Data drawn from a collection:
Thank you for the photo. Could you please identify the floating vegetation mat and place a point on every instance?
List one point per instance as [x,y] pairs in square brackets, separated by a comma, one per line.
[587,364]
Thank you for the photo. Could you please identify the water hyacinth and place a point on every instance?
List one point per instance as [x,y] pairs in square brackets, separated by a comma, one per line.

## [Task directions]
Please convert the material into a numbered list with blank lines omitted, starting at the line that contains "Thank you for the photo. Could you please identify the water" and continuing through the end of the material.

## [Solution to the exercise]
1. Thank you for the photo. Could you please identify the water hyacinth and place a point on every instance?
2. List one point per instance as [x,y] pairs in square brackets, separated by a comma, one per line.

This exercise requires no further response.